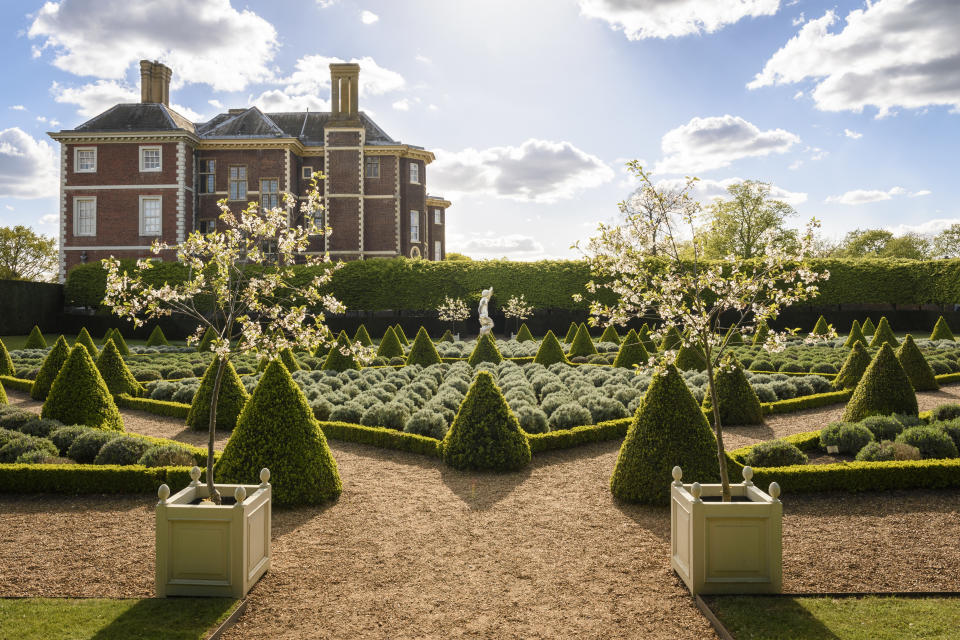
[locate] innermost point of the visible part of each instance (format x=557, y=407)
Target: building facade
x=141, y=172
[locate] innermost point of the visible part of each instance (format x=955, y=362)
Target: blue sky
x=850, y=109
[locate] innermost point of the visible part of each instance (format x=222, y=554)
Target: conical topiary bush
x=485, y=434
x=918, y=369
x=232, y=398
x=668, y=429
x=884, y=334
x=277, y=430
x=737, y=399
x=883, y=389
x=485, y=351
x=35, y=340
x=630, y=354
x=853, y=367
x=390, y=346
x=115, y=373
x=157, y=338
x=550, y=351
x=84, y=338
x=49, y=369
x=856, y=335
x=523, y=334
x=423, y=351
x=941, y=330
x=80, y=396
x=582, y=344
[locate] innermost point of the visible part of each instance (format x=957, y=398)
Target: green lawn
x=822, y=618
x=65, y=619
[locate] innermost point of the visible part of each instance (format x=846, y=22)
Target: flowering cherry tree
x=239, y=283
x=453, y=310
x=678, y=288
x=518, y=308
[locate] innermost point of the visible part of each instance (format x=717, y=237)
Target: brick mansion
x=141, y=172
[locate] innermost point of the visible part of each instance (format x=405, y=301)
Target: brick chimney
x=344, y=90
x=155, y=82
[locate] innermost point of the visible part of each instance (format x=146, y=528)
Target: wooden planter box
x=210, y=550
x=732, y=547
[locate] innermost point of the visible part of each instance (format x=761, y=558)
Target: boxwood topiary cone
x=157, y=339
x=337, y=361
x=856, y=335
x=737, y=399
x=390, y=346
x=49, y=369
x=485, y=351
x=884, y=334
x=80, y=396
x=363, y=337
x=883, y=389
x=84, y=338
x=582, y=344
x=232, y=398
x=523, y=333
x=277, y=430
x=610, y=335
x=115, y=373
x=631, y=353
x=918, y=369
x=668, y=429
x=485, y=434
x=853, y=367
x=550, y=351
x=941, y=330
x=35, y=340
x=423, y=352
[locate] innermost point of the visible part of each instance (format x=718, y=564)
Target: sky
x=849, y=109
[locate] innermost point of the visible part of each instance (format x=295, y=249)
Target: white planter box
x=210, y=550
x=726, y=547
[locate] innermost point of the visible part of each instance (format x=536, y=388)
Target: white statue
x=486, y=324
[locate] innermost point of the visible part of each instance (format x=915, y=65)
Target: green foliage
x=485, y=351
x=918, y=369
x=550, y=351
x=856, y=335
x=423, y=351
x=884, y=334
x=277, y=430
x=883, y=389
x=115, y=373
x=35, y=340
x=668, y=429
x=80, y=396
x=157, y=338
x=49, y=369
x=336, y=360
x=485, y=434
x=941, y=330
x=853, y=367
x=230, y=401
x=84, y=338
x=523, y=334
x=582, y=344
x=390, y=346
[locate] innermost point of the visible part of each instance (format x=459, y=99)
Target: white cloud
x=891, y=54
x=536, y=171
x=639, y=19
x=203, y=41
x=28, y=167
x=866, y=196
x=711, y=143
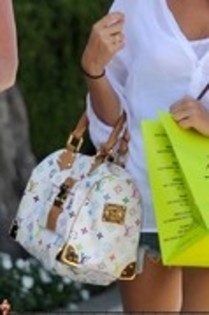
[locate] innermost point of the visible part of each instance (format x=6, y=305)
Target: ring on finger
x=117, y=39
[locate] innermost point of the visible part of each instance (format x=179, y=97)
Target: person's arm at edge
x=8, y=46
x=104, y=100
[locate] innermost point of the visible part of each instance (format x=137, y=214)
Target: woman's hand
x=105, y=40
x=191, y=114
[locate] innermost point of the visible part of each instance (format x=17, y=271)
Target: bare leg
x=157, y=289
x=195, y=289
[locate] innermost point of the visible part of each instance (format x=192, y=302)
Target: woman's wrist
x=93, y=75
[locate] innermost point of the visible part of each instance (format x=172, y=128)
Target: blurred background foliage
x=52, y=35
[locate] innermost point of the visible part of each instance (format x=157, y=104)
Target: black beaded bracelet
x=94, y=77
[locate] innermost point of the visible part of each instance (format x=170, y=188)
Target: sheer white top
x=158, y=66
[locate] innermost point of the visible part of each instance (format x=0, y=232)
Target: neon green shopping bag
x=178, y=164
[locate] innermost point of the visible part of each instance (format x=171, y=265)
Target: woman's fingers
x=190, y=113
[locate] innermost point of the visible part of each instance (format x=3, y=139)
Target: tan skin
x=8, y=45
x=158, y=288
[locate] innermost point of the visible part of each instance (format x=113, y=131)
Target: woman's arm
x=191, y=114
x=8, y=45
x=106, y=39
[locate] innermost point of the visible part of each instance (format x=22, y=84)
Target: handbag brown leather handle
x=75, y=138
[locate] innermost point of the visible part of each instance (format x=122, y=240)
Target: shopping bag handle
------------------------------------------------------------
**PROBLEM STATEMENT:** Render all of the material above as a numbered list with blank lines omitted, leaving the pictures out of the answer.

**FULL ANSWER:**
1. [locate] innermost point of the visible part of each instance (format x=557, y=407)
2. Target: building facade
3. x=141, y=172
4. [locate] innermost point of the visible part of each instance (format x=955, y=362)
5. Target: blue sky
6. x=850, y=109
7. [locate] innermost point of the visible part of each instance (format x=222, y=554)
8. Target: conical topiary bush
9. x=485, y=434
10. x=918, y=369
11. x=232, y=398
12. x=668, y=429
13. x=884, y=334
14. x=277, y=430
15. x=737, y=399
16. x=883, y=389
17. x=485, y=351
18. x=35, y=340
19. x=630, y=354
20. x=853, y=367
21. x=390, y=346
22. x=115, y=373
23. x=157, y=338
24. x=550, y=351
25. x=84, y=338
26. x=49, y=369
27. x=856, y=335
28. x=523, y=334
29. x=423, y=351
30. x=941, y=330
31. x=80, y=396
32. x=582, y=344
33. [locate] innermost point of the visible part of each instance (format x=957, y=398)
34. Target: green lawn
35. x=822, y=618
36. x=65, y=619
37. [locate] innermost point of the visible part of each instance (format x=846, y=22)
38. Target: flowering cherry tree
39. x=239, y=283
40. x=453, y=310
41. x=678, y=288
42. x=518, y=308
43. [locate] innermost point of the visible part of each instance (format x=717, y=237)
44. Target: brick mansion
45. x=141, y=172
46. [locate] innermost point of the visible part of each instance (format x=405, y=301)
47. Target: brick chimney
48. x=344, y=90
49. x=155, y=82
50. [locate] innermost point of the visible part of each instance (format x=146, y=528)
51. Target: wooden planter box
52. x=210, y=550
53. x=732, y=547
54. [locate] innermost point of the visible part of each instance (format x=761, y=558)
55. Target: boxwood topiary cone
56. x=157, y=339
57. x=337, y=361
58. x=856, y=335
59. x=737, y=399
60. x=390, y=346
61. x=49, y=369
62. x=485, y=351
63. x=884, y=334
64. x=80, y=396
65. x=363, y=337
66. x=883, y=389
67. x=84, y=338
68. x=582, y=344
69. x=232, y=398
70. x=523, y=333
71. x=277, y=430
72. x=610, y=335
73. x=115, y=373
74. x=631, y=353
75. x=918, y=369
76. x=668, y=429
77. x=485, y=434
78. x=853, y=367
79. x=550, y=351
80. x=941, y=330
81. x=35, y=340
82. x=423, y=352
83. [locate] innermost point of the visible part of each instance (format x=718, y=564)
84. Target: sky
85. x=849, y=109
86. [locate] innermost point of the visible part of each instance (format x=295, y=249)
87. Target: white planter box
88. x=210, y=550
89. x=726, y=547
90. [locate] innermost point of the visible part of each instance (format x=536, y=388)
91. Target: white statue
92. x=486, y=324
93. [locate] innermost point of the visible part of each instance (format x=915, y=65)
94. Target: green foliage
95. x=485, y=351
96. x=918, y=369
97. x=550, y=351
98. x=856, y=335
99. x=423, y=351
100. x=884, y=334
101. x=277, y=430
102. x=883, y=389
103. x=115, y=373
104. x=35, y=340
105. x=668, y=429
106. x=80, y=396
107. x=157, y=338
108. x=49, y=369
109. x=336, y=360
110. x=485, y=434
111. x=941, y=330
112. x=853, y=367
113. x=230, y=401
114. x=84, y=338
115. x=523, y=334
116. x=582, y=344
117. x=390, y=346
118. [locate] innermost point of the visible part of each instance (format x=459, y=99)
119. Target: white cloud
120. x=891, y=54
121. x=536, y=171
122. x=639, y=19
123. x=203, y=41
124. x=28, y=167
125. x=866, y=196
126. x=711, y=143
127. [locate] innermost point of the visible part of each instance (format x=6, y=305)
128. Target: ring on finger
129. x=117, y=39
130. [locate] innermost point of the visible part of each instance (format x=179, y=97)
131. Target: person's arm at edge
132. x=8, y=46
133. x=104, y=100
134. [locate] innermost point of the visible part of each instance (format x=137, y=214)
135. Target: woman's hand
136. x=105, y=40
137. x=191, y=114
138. [locate] innermost point of the visible part of each instance (format x=17, y=271)
139. Target: bare leg
140. x=157, y=289
141. x=195, y=289
142. [locate] innermost point of the visible part of each instance (format x=192, y=302)
143. Target: woman's wrist
144. x=93, y=75
145. [locate] innermost point of the visible part of each instance (format x=172, y=128)
146. Target: blurred background foliage
147. x=52, y=35
148. [locate] innermost point of the visible part of each instance (format x=157, y=104)
149. Target: black beaded bracelet
150. x=94, y=77
151. [locate] innermost point of the visible part of each instance (format x=170, y=188)
152. Target: sheer white top
153. x=158, y=66
154. [locate] innermost point of the visible part of each instance (format x=0, y=232)
155. Target: neon green shopping bag
156. x=178, y=164
157. [locate] innermost point of the visible part of each instance (format x=171, y=265)
158. Target: woman's fingers
159. x=190, y=113
160. [locate] innermost point of the visible part of each instance (format x=3, y=139)
161. Target: tan skin
162. x=8, y=45
163. x=158, y=288
164. [locate] innermost point of the visible part of each instance (format x=113, y=131)
165. Target: woman's arm
166. x=191, y=114
167. x=8, y=45
168. x=106, y=39
169. [locate] innermost point of the visible part of each instance (format x=22, y=84)
170. Target: handbag brown leather handle
171. x=75, y=138
172. [locate] innermost point of the visible part of each instance (format x=122, y=240)
173. Target: shopping bag handle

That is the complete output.